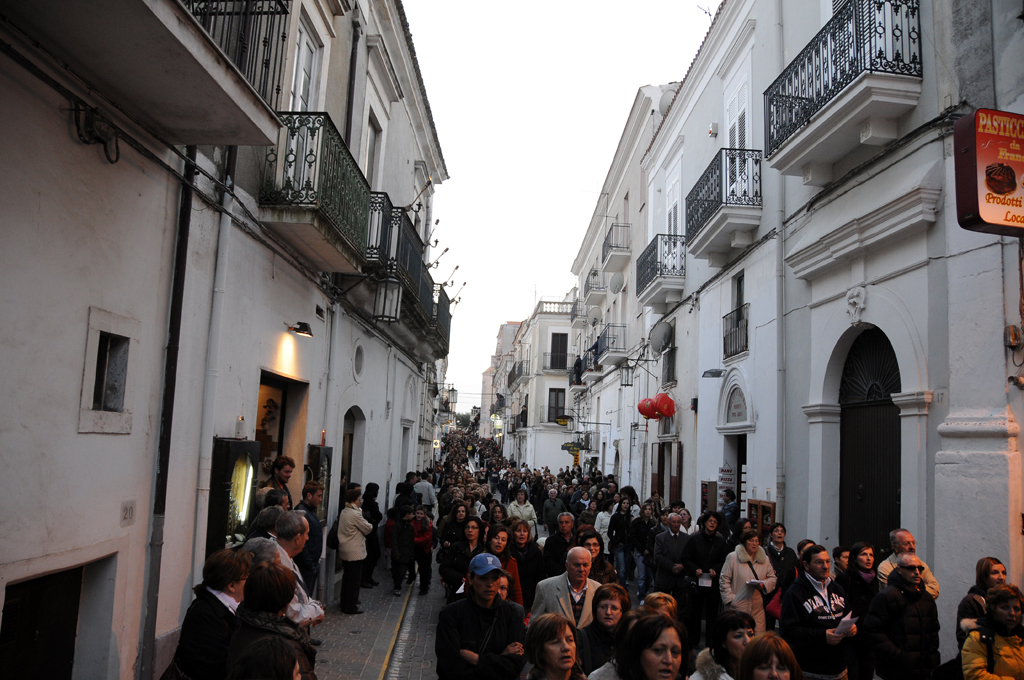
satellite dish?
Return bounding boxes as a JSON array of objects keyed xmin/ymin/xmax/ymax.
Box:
[
  {"xmin": 648, "ymin": 322, "xmax": 672, "ymax": 356},
  {"xmin": 608, "ymin": 271, "xmax": 626, "ymax": 295},
  {"xmin": 657, "ymin": 88, "xmax": 676, "ymax": 116}
]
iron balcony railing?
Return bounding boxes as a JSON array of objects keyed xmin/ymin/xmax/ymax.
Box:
[
  {"xmin": 583, "ymin": 269, "xmax": 607, "ymax": 298},
  {"xmin": 595, "ymin": 324, "xmax": 626, "ymax": 359},
  {"xmin": 434, "ymin": 285, "xmax": 452, "ymax": 350},
  {"xmin": 686, "ymin": 148, "xmax": 761, "ymax": 242},
  {"xmin": 764, "ymin": 0, "xmax": 922, "ymax": 157},
  {"xmin": 662, "ymin": 347, "xmax": 676, "ymax": 385},
  {"xmin": 183, "ymin": 0, "xmax": 290, "ymax": 107},
  {"xmin": 601, "ymin": 224, "xmax": 630, "ymax": 262},
  {"xmin": 637, "ymin": 233, "xmax": 686, "ymax": 297},
  {"xmin": 722, "ymin": 302, "xmax": 751, "ymax": 358},
  {"xmin": 259, "ymin": 112, "xmax": 370, "ymax": 253},
  {"xmin": 544, "ymin": 352, "xmax": 575, "ymax": 371}
]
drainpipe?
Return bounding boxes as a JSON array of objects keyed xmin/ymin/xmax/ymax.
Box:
[
  {"xmin": 138, "ymin": 145, "xmax": 196, "ymax": 680},
  {"xmin": 762, "ymin": 0, "xmax": 786, "ymax": 521},
  {"xmin": 345, "ymin": 13, "xmax": 359, "ymax": 148},
  {"xmin": 193, "ymin": 146, "xmax": 239, "ymax": 585}
]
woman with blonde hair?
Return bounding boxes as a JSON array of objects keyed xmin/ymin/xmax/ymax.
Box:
[
  {"xmin": 718, "ymin": 528, "xmax": 776, "ymax": 633},
  {"xmin": 525, "ymin": 612, "xmax": 587, "ymax": 680},
  {"xmin": 736, "ymin": 633, "xmax": 804, "ymax": 680}
]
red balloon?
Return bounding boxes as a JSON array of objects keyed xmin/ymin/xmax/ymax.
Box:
[
  {"xmin": 637, "ymin": 399, "xmax": 658, "ymax": 419},
  {"xmin": 654, "ymin": 392, "xmax": 676, "ymax": 418}
]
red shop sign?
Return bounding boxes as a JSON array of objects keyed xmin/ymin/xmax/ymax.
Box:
[{"xmin": 953, "ymin": 109, "xmax": 1024, "ymax": 237}]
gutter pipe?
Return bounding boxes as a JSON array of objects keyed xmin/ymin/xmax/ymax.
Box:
[{"xmin": 138, "ymin": 145, "xmax": 196, "ymax": 680}]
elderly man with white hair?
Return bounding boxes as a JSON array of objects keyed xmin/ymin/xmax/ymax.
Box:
[
  {"xmin": 529, "ymin": 547, "xmax": 601, "ymax": 629},
  {"xmin": 879, "ymin": 528, "xmax": 939, "ymax": 600}
]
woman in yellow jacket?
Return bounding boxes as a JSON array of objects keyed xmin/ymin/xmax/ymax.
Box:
[{"xmin": 961, "ymin": 584, "xmax": 1024, "ymax": 680}]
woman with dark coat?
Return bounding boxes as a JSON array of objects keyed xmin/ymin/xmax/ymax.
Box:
[
  {"xmin": 227, "ymin": 562, "xmax": 316, "ymax": 680},
  {"xmin": 509, "ymin": 519, "xmax": 546, "ymax": 613},
  {"xmin": 360, "ymin": 482, "xmax": 384, "ymax": 588},
  {"xmin": 437, "ymin": 517, "xmax": 484, "ymax": 604},
  {"xmin": 836, "ymin": 543, "xmax": 879, "ymax": 680},
  {"xmin": 172, "ymin": 550, "xmax": 252, "ymax": 680},
  {"xmin": 764, "ymin": 522, "xmax": 800, "ymax": 631}
]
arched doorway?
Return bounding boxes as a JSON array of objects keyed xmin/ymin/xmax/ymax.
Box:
[{"xmin": 839, "ymin": 328, "xmax": 901, "ymax": 559}]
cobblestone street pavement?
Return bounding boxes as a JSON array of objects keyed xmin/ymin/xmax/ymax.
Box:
[{"xmin": 313, "ymin": 569, "xmax": 444, "ymax": 680}]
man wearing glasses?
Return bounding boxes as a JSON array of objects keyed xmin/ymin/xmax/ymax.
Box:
[
  {"xmin": 879, "ymin": 528, "xmax": 939, "ymax": 600},
  {"xmin": 864, "ymin": 551, "xmax": 939, "ymax": 680}
]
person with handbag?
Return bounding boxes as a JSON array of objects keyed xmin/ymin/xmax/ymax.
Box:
[
  {"xmin": 718, "ymin": 528, "xmax": 776, "ymax": 634},
  {"xmin": 780, "ymin": 545, "xmax": 857, "ymax": 680}
]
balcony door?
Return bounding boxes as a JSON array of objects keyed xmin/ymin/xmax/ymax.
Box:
[{"xmin": 286, "ymin": 16, "xmax": 324, "ymax": 188}]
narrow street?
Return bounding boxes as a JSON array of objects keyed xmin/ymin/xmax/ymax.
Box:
[{"xmin": 314, "ymin": 569, "xmax": 444, "ymax": 680}]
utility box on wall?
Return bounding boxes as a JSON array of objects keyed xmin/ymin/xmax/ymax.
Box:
[{"xmin": 206, "ymin": 437, "xmax": 260, "ymax": 557}]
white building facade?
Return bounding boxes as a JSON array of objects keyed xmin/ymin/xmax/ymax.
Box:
[{"xmin": 0, "ymin": 0, "xmax": 451, "ymax": 678}]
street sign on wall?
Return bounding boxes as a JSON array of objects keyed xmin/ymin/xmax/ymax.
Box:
[{"xmin": 953, "ymin": 109, "xmax": 1024, "ymax": 237}]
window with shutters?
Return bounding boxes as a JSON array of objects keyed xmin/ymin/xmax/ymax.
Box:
[
  {"xmin": 725, "ymin": 78, "xmax": 749, "ymax": 195},
  {"xmin": 666, "ymin": 179, "xmax": 679, "ymax": 235}
]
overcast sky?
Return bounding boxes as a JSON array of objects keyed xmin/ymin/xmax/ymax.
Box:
[{"xmin": 404, "ymin": 0, "xmax": 718, "ymax": 412}]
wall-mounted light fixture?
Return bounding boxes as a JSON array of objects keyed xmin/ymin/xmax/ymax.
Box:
[
  {"xmin": 285, "ymin": 322, "xmax": 313, "ymax": 338},
  {"xmin": 374, "ymin": 274, "xmax": 401, "ymax": 324}
]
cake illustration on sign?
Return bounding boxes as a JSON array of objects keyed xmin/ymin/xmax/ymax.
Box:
[{"xmin": 985, "ymin": 163, "xmax": 1017, "ymax": 195}]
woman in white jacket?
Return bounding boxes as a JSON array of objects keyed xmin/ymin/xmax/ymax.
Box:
[
  {"xmin": 508, "ymin": 488, "xmax": 537, "ymax": 537},
  {"xmin": 718, "ymin": 528, "xmax": 775, "ymax": 633},
  {"xmin": 594, "ymin": 499, "xmax": 615, "ymax": 555}
]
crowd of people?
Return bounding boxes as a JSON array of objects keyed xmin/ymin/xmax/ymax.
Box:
[{"xmin": 159, "ymin": 432, "xmax": 1024, "ymax": 680}]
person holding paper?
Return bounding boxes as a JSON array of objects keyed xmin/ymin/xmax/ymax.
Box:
[
  {"xmin": 780, "ymin": 545, "xmax": 857, "ymax": 680},
  {"xmin": 718, "ymin": 528, "xmax": 776, "ymax": 634}
]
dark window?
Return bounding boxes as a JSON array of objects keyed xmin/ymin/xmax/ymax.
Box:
[
  {"xmin": 92, "ymin": 331, "xmax": 128, "ymax": 413},
  {"xmin": 548, "ymin": 389, "xmax": 565, "ymax": 423}
]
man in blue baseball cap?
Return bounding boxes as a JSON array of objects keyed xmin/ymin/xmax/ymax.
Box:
[{"xmin": 434, "ymin": 553, "xmax": 526, "ymax": 680}]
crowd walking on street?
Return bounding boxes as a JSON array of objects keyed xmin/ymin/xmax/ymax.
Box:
[{"xmin": 165, "ymin": 431, "xmax": 1024, "ymax": 680}]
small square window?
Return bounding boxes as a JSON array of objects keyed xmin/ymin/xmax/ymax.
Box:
[
  {"xmin": 92, "ymin": 331, "xmax": 129, "ymax": 413},
  {"xmin": 78, "ymin": 307, "xmax": 141, "ymax": 434}
]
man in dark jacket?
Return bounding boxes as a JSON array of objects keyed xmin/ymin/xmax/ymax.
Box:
[
  {"xmin": 683, "ymin": 512, "xmax": 729, "ymax": 644},
  {"xmin": 781, "ymin": 545, "xmax": 857, "ymax": 679},
  {"xmin": 864, "ymin": 552, "xmax": 939, "ymax": 680},
  {"xmin": 654, "ymin": 512, "xmax": 690, "ymax": 613},
  {"xmin": 434, "ymin": 553, "xmax": 526, "ymax": 680},
  {"xmin": 544, "ymin": 512, "xmax": 575, "ymax": 578},
  {"xmin": 295, "ymin": 481, "xmax": 324, "ymax": 597}
]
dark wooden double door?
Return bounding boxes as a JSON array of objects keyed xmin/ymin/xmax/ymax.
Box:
[{"xmin": 839, "ymin": 328, "xmax": 901, "ymax": 560}]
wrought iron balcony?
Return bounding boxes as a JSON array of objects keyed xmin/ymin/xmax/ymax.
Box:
[
  {"xmin": 637, "ymin": 233, "xmax": 686, "ymax": 307},
  {"xmin": 686, "ymin": 148, "xmax": 761, "ymax": 251},
  {"xmin": 183, "ymin": 0, "xmax": 289, "ymax": 107},
  {"xmin": 594, "ymin": 324, "xmax": 627, "ymax": 364},
  {"xmin": 722, "ymin": 302, "xmax": 751, "ymax": 358},
  {"xmin": 764, "ymin": 0, "xmax": 922, "ymax": 179},
  {"xmin": 544, "ymin": 352, "xmax": 575, "ymax": 371},
  {"xmin": 601, "ymin": 224, "xmax": 630, "ymax": 271},
  {"xmin": 434, "ymin": 285, "xmax": 452, "ymax": 353},
  {"xmin": 583, "ymin": 269, "xmax": 608, "ymax": 306},
  {"xmin": 662, "ymin": 347, "xmax": 676, "ymax": 385},
  {"xmin": 259, "ymin": 112, "xmax": 370, "ymax": 271}
]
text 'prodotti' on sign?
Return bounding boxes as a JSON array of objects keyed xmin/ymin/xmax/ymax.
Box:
[{"xmin": 953, "ymin": 109, "xmax": 1024, "ymax": 237}]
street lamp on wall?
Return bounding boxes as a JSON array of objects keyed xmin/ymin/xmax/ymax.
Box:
[{"xmin": 374, "ymin": 275, "xmax": 401, "ymax": 324}]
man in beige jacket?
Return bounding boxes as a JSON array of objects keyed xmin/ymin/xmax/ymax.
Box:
[{"xmin": 338, "ymin": 488, "xmax": 374, "ymax": 614}]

____________________

# Goal
Copy, without any changes, the lines that run from the one containing "text 'prodotti' on sign?" through the end of the entries.

# Correct answer
text 'prodotti' on sign?
Return bounding boxes as a JSON array of objects keyed xmin/ymin/xmax/ymax.
Box:
[{"xmin": 953, "ymin": 109, "xmax": 1024, "ymax": 237}]
street lamp on wall?
Return bounding boxes as a JSON array of objects keyed xmin/ymin/xmax/ymax.
Box:
[{"xmin": 374, "ymin": 275, "xmax": 401, "ymax": 324}]
man in beige jacket?
Return bounding boxes as a JSON array of objects keyed xmin/ymin/xmax/ymax.
Box:
[{"xmin": 338, "ymin": 488, "xmax": 374, "ymax": 614}]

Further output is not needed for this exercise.